- _Seçilen alıntı_
........
Vapur yaklaşıyor iskeleye, toplamaya başlıyorum kafamda yazacaklarımı. Bulmuşum ne yazacağımı tabi keyfim yerinde… Son yudumumu alıyorum çay bardağından. Bir anda aklıma geliyor: “Bi’ 3 çocuk meselesi vardı o n’oldu? Kondom şirketlerinin engeline mi takıldı?”.
........
- _Verilen bilgiler_
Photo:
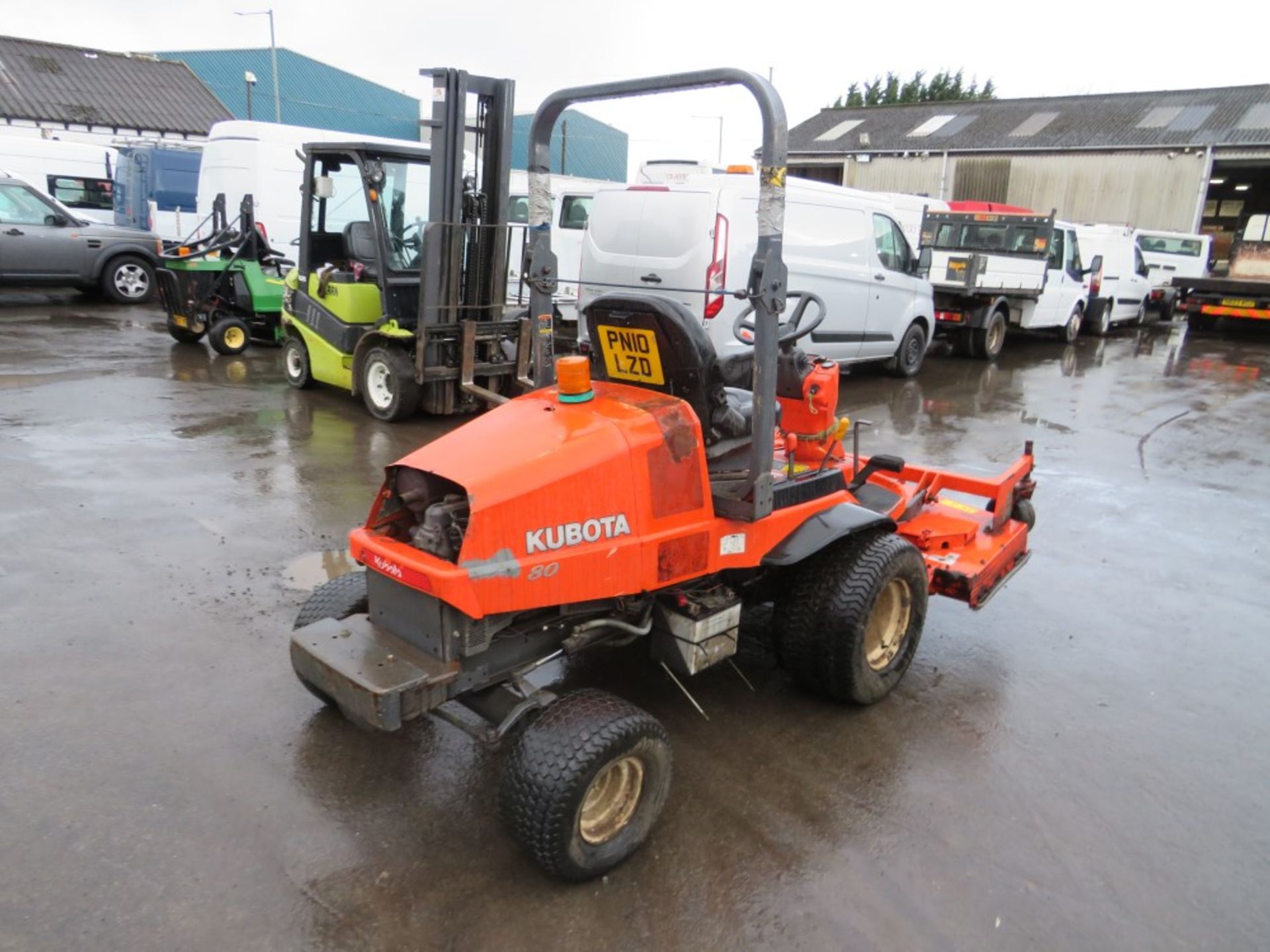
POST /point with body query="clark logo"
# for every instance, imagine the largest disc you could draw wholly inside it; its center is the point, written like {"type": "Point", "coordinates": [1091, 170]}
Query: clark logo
........
- _Beklenen_
Seçilen alıntıyı hiçbir değişiklik yapmadan, baştan sona eksiksiz olarak yeniden verin.

- _Çıktı_
Vapur yaklaşıyor iskeleye, toplamaya başlıyorum kafamda yazacaklarımı. Bulmuşum ne yazacağımı tabi keyfim yerinde… Son yudumumu alıyorum çay bardağından. Bir anda aklıma geliyor: “Bi’ 3 çocuk meselesi vardı o n’oldu? Kondom şirketlerinin engeline mi takıldı?”.